_EXERCISE SET_.
**a)** According to the motoring memoir, in what year did the author's father start his own garage and undertaking business?
**b)** Count how many lines of the entries contain the string "tall", and reply with that number alone.

_SELECTED EXTRACT_.
Mirror, Signal, Manoeuvre #17
By Lesley Fuller
Motoring Trials and Tribulations
At the risk of giving away too much information, I confess that I can remember when cars had trafficators and a starter button on the floor. My first mini, with its porridge stick gear lever, was configured in such a way that you couldn’t change gear and dip the headlights at the same time. It also broke down every time it encountered a deep puddle. Not an ideal scenario for driving in the west of Scotland.
But when I did break down, I had my own personal mechanic on hand, in the shape of my dad.
I was brought up in the motor trade, with a motor mechanic father, who made the courageous decision to start his own garage and undertaking business in 1968 in Kilmacolm, with my mum as his business partner and firmly in charge of book-keeping and admin.
So, what was it like growing up in a family business? An only child, I was very close to my parents, and I was interested in the business and helped out during school holidays with admin/bookkeeping and I was great at polishing the hearse! I was rarely conscious of any arguments or strong disagreements between my parents, albeit my mother was constantly reminding my father to complete the required paperwork to allow her to get invoices out and manage cashflow.
My over-riding observation is of the respect they had for each other, and the good relationship they shared. My mum was a stickler for routine and was very conscientious. Her hand-written ledgers were neatness personified. She was more risk-averse than my dad, but they complemented each other well, and his entrepreneurial mindset allowed for business growth while her pragmatism kept things grounded.

_AVAILABLE DATA_.
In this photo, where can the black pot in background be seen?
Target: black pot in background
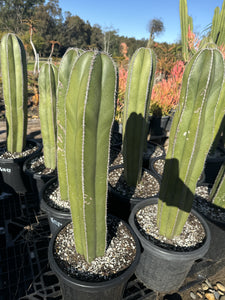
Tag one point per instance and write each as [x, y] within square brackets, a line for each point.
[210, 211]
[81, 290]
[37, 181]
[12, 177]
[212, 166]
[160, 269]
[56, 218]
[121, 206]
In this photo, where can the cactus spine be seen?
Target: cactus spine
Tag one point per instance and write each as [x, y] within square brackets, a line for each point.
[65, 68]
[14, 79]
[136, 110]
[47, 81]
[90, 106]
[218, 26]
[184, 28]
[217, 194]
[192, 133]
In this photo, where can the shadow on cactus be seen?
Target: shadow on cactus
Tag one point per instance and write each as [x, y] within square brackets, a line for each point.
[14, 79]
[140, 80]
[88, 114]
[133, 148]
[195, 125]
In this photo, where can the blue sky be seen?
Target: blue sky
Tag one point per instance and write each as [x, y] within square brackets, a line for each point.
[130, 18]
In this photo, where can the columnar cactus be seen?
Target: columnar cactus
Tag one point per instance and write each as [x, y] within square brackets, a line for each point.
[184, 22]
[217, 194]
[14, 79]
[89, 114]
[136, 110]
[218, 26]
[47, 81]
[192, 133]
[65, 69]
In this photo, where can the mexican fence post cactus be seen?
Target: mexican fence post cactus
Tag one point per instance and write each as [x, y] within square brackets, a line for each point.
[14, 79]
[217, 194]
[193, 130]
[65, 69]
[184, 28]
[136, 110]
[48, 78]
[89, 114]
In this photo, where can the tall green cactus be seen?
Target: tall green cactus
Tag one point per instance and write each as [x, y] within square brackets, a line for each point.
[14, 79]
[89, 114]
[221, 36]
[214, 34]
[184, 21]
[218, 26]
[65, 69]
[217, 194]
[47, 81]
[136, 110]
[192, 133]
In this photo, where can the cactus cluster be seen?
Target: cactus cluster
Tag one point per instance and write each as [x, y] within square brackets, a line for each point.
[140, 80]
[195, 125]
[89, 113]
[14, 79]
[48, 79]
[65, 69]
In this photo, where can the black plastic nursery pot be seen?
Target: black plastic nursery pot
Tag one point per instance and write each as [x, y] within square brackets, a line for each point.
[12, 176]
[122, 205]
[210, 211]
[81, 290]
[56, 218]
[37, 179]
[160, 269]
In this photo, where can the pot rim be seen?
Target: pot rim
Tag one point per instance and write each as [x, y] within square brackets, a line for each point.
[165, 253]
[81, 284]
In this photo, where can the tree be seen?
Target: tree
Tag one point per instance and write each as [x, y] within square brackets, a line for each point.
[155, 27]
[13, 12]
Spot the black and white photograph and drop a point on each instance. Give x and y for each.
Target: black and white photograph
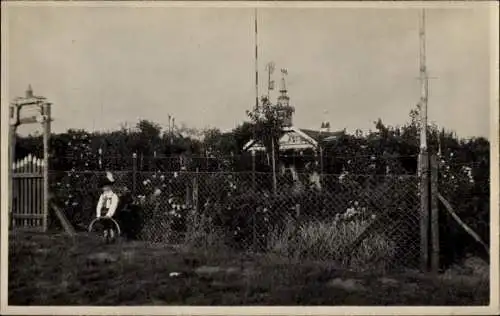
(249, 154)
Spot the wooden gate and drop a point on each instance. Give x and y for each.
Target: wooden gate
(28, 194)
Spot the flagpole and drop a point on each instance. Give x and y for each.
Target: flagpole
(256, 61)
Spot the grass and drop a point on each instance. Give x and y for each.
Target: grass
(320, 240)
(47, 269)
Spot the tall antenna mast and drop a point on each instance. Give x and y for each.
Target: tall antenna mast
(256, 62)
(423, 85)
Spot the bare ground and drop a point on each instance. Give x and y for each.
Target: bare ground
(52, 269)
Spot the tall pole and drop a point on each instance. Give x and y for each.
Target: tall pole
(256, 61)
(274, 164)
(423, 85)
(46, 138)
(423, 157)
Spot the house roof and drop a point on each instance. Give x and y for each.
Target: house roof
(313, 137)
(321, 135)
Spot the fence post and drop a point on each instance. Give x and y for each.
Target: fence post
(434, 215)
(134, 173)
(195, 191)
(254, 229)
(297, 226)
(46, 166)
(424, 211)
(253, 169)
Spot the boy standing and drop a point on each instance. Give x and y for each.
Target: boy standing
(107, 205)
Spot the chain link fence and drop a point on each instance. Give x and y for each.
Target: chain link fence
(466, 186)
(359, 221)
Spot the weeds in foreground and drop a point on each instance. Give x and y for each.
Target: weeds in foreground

_PER-TASK ANSWERS_.
**a)** 1968

**b)** 6